PROVIDED PASSAGE:
Legal Update..WRIT PETITION (CIVIL) NO. 1005 OF 2022..

Shri Mathews J. Nedumpara & ors. …Petitioner(s)
V/s.
Hon’ble the Chief Justice of India & Ors. …Respondent(s)

IN THE SUPREME COURT OF INDIA
CIVIL ORIGINAL JURISDICTION
APPEAL NO. __ OF 2024
IN
WRIT PETITION (CIVIL) NO. 1005 OF 2022

Against the order dated 24.4.2024 by the Registrar (JA) under Order 45 Rule 5 of the Supreme Court Rules.

  1. The instant Appellant invoked the jurisdiction of the Supreme Court under Article 32 for a declaration that the collegium system of appointment of judges to the Supreme Court and the High Court has resulted in the denial of equal opportunity to Petitioner nos. 1 to 6 who are practicing lawyers, and thousands of others who are equally if not more deserving, but are not considered for appointment. The Appellants also sought a further direction that the vacancies in the office of the judges of the High Courts and Supreme Court be notified, and applications for all eligible and desirous be invited and selection be made with notice to the public at large, inviting objections, if any.

TASK GOAL:
Answer these questions using the legal update:
1. Who issued the order dated 24.4.2024?
2. Under which article did the Appellant invoke the jurisdiction of the Supreme Court?
3. What does the legal update say Petitioner nos. 1 to 6 are?
The items that follow are drawn from a different source than the legal update.

A block of data:
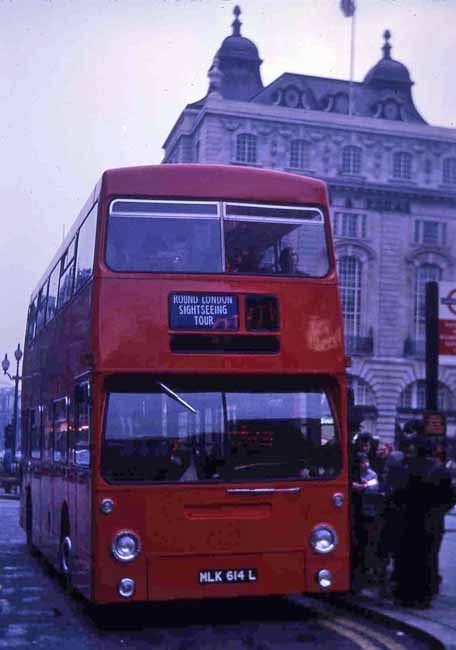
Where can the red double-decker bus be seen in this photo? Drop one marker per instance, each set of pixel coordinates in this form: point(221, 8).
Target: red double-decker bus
point(184, 400)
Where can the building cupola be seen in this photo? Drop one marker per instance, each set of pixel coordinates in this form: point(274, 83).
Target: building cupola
point(388, 72)
point(238, 65)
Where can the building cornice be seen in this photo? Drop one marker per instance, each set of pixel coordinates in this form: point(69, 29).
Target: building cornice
point(331, 121)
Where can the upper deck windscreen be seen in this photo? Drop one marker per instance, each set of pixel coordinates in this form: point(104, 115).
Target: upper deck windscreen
point(154, 236)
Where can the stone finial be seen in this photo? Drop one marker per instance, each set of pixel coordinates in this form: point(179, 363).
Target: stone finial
point(387, 47)
point(236, 24)
point(215, 77)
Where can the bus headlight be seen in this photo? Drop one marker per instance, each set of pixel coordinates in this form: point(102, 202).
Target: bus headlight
point(126, 588)
point(126, 546)
point(323, 539)
point(324, 578)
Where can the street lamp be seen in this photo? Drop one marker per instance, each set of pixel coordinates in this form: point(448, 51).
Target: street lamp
point(16, 378)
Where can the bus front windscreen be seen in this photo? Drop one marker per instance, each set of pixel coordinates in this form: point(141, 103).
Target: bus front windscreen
point(152, 236)
point(175, 434)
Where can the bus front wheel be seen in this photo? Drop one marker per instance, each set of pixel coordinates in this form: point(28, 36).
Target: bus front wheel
point(66, 549)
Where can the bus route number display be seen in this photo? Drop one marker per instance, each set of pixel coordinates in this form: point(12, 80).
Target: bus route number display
point(203, 311)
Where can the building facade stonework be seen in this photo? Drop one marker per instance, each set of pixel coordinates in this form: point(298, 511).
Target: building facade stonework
point(392, 182)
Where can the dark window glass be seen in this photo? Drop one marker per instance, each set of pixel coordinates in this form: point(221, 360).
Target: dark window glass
point(164, 237)
point(449, 171)
point(61, 430)
point(430, 232)
point(299, 154)
point(42, 302)
point(271, 240)
point(66, 276)
point(351, 160)
point(52, 293)
point(86, 248)
point(246, 148)
point(35, 433)
point(213, 434)
point(350, 276)
point(46, 417)
point(402, 165)
point(81, 436)
point(31, 321)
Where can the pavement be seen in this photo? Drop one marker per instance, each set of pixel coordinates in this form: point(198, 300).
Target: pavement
point(439, 620)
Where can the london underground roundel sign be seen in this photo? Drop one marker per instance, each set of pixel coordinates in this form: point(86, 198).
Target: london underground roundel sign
point(447, 323)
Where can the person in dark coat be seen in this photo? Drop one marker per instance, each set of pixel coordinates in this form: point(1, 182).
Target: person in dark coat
point(364, 513)
point(447, 498)
point(417, 500)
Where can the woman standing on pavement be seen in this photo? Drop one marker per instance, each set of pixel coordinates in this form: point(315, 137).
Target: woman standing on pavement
point(419, 499)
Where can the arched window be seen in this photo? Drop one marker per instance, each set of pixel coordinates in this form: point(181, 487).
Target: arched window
point(402, 165)
point(362, 392)
point(246, 148)
point(414, 397)
point(350, 272)
point(299, 154)
point(449, 171)
point(424, 273)
point(351, 160)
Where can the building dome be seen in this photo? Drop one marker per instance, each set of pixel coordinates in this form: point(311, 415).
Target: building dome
point(238, 64)
point(236, 45)
point(388, 70)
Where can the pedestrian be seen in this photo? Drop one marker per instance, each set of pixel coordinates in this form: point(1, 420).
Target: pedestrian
point(393, 481)
point(364, 514)
point(445, 501)
point(419, 498)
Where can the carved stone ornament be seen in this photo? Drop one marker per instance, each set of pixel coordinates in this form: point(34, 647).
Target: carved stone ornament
point(231, 125)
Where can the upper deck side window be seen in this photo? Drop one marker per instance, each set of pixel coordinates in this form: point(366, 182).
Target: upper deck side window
point(66, 275)
point(210, 237)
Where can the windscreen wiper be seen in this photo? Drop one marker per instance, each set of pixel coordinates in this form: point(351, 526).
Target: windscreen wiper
point(175, 396)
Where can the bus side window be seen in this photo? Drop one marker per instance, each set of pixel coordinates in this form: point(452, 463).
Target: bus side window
point(47, 433)
point(81, 438)
point(60, 429)
point(42, 301)
point(35, 433)
point(31, 321)
point(52, 293)
point(85, 251)
point(66, 275)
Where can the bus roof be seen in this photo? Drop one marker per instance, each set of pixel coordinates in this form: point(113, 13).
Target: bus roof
point(198, 181)
point(214, 182)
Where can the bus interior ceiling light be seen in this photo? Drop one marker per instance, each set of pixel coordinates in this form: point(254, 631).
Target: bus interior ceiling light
point(126, 587)
point(107, 506)
point(323, 539)
point(126, 546)
point(324, 578)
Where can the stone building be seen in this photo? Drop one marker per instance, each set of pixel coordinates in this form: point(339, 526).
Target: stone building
point(392, 180)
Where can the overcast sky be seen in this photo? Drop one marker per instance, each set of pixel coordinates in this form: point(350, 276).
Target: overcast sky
point(87, 85)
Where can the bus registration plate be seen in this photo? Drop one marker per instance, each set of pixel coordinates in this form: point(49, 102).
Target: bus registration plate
point(214, 576)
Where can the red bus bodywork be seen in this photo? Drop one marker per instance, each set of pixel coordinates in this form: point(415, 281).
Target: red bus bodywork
point(118, 323)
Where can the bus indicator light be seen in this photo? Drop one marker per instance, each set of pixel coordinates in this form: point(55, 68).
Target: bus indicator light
point(107, 506)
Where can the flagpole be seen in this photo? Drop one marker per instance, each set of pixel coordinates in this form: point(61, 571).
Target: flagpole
point(352, 63)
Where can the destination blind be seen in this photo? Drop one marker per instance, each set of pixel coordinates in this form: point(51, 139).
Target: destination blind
point(203, 311)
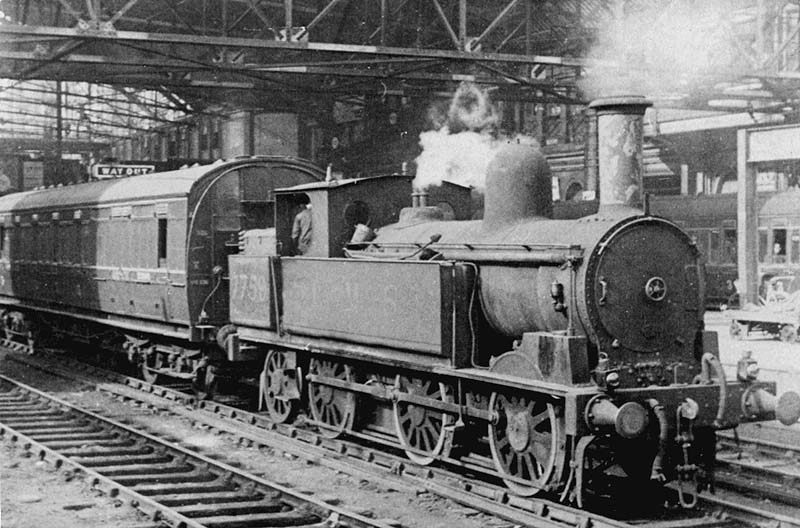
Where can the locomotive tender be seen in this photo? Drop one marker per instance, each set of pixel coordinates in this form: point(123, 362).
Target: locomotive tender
point(560, 352)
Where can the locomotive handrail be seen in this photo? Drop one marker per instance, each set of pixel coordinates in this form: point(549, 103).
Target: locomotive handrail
point(555, 254)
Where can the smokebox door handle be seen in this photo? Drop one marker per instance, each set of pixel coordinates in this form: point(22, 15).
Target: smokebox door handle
point(603, 291)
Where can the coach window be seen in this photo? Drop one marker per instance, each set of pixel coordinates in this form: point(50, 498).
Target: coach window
point(779, 246)
point(729, 246)
point(794, 246)
point(763, 245)
point(713, 253)
point(701, 238)
point(162, 242)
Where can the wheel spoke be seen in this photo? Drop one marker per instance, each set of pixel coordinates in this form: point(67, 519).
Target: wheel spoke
point(523, 440)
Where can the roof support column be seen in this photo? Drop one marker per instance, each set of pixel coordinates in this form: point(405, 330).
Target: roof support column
point(287, 9)
point(59, 131)
point(747, 221)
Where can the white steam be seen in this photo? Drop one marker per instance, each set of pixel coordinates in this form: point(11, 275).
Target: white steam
point(464, 142)
point(661, 51)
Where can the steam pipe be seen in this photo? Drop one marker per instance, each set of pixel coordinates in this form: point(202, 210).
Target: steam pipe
point(710, 360)
point(657, 471)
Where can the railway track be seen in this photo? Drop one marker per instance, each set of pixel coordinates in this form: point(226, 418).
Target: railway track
point(759, 467)
point(350, 456)
point(169, 483)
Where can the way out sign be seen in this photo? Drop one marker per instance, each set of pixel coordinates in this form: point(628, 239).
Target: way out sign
point(120, 171)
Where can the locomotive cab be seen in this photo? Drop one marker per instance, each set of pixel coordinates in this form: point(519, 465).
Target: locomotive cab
point(337, 207)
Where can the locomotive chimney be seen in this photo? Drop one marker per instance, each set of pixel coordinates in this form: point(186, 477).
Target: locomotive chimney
point(619, 151)
point(517, 185)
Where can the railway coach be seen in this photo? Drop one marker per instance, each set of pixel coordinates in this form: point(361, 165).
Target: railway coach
point(136, 264)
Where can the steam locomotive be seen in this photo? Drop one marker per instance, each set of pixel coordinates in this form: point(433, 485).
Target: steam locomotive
point(563, 351)
point(556, 355)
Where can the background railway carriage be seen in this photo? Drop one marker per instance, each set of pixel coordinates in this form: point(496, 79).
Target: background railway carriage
point(139, 262)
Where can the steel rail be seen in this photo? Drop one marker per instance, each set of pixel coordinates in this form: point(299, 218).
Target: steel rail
point(480, 495)
point(149, 470)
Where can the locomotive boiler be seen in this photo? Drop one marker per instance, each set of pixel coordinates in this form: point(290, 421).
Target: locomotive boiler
point(567, 353)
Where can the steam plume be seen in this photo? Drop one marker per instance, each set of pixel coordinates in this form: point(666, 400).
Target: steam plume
point(658, 50)
point(462, 144)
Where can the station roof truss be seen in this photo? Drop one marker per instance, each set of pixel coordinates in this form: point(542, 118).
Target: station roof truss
point(285, 54)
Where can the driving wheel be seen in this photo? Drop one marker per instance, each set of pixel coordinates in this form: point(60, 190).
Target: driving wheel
point(333, 408)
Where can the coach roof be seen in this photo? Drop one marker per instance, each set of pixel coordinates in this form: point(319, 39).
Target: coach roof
point(158, 185)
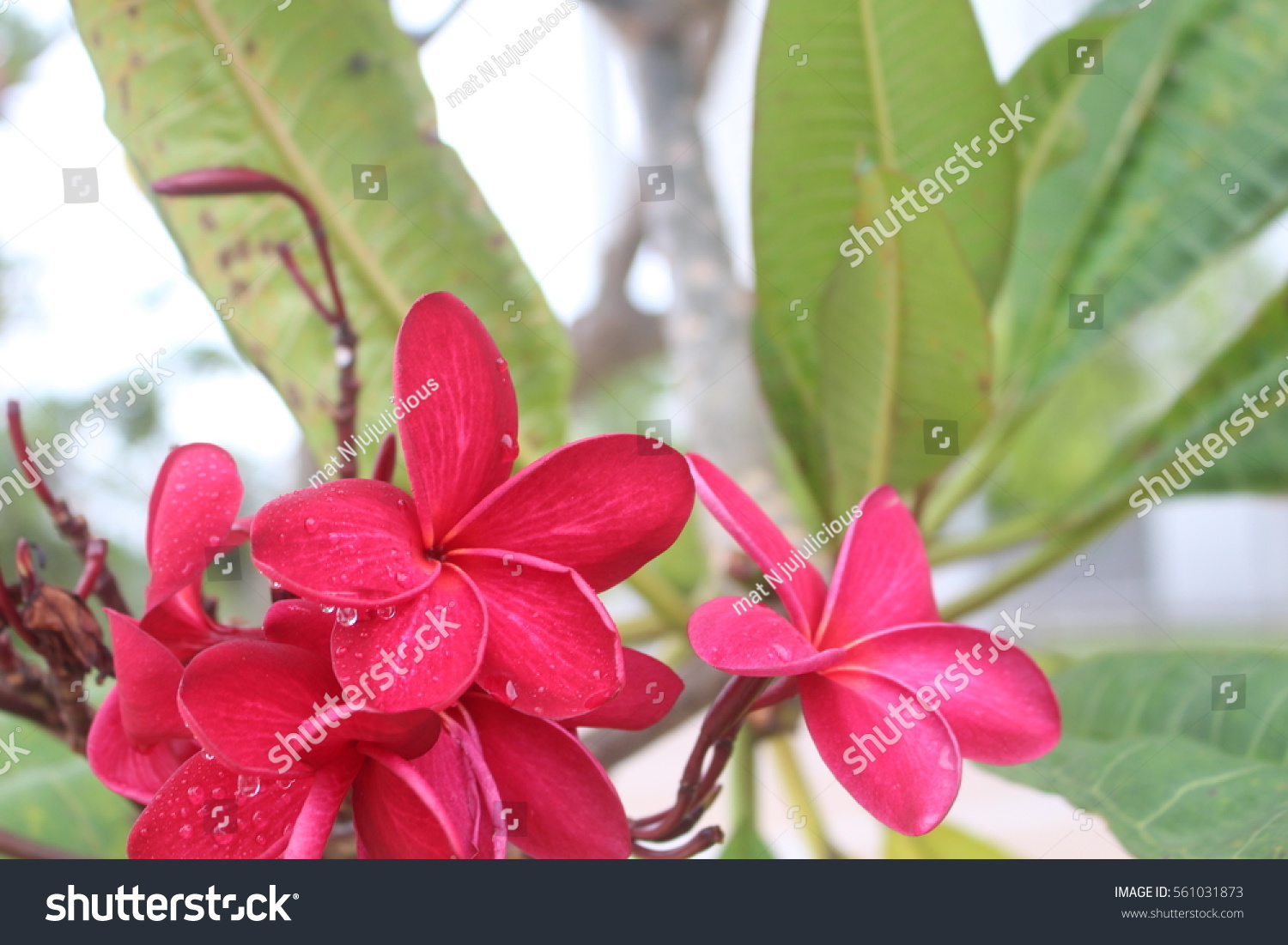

WRITTEN SOLUTION:
1. The Registrar (JA)
2. Article 32
3. Practicing lawyers